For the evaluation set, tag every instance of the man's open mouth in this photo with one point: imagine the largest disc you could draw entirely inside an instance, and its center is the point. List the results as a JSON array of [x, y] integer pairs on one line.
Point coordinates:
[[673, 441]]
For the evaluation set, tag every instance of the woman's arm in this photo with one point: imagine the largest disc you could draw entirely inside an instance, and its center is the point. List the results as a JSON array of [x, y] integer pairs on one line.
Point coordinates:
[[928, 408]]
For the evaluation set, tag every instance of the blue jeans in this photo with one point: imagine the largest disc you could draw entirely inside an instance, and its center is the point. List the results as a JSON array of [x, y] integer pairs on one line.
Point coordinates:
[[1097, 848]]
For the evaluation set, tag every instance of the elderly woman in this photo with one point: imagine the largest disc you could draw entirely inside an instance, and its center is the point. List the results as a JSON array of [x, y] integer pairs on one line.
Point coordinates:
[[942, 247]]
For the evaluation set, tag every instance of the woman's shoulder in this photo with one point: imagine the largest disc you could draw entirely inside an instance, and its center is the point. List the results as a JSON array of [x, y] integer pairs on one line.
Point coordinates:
_ _ _ _
WHAT TO PRODUCE: Write out all of the lines above again, requests included, and shift every point coordinate in the answers by adding 92 to each x and y value.

WRITTEN REPLY:
For the evaluation set, tag every instance of the man's open mouth in this photo with one point: imagine the largest disc you could draw entirely inside an instance, and its center is the point. List the results as a JSON array of [x, y] integer pairs on one line.
Point coordinates:
[[765, 533]]
For the evaluation set, tag every instance of the woman's arm in this photo with one point: imagine the largest disc you could draw entirely inside an instance, and its center is the point. List the results as a JSON array of [x, y] integer pairs on one line.
Point coordinates:
[[1020, 500]]
For the evaluation set, tag every instance of the blue jeans in this photo with one point: imagine the largest disc you could draw entirely inside an instance, and its center is the point. List the results as a JSON array of [x, y] integer pairs on one line.
Point coordinates:
[[1189, 940]]
For the evaluation set, tag every instance of the elderly woman in this photo with one point: imagine the largest disc you could draw entirely inside an instance, and its center is the point. List the results as a JSON array of [x, y] integer pairs on one line.
Point coordinates:
[[1034, 339]]
For the evaluation set, tag every instance of the woman's shoulder in this photo with one point: imagine the largest disc you could draw entirely inside an instance, and its center is the point. List the results as a JSON array of [x, y] integer pairs on one line.
Point coordinates:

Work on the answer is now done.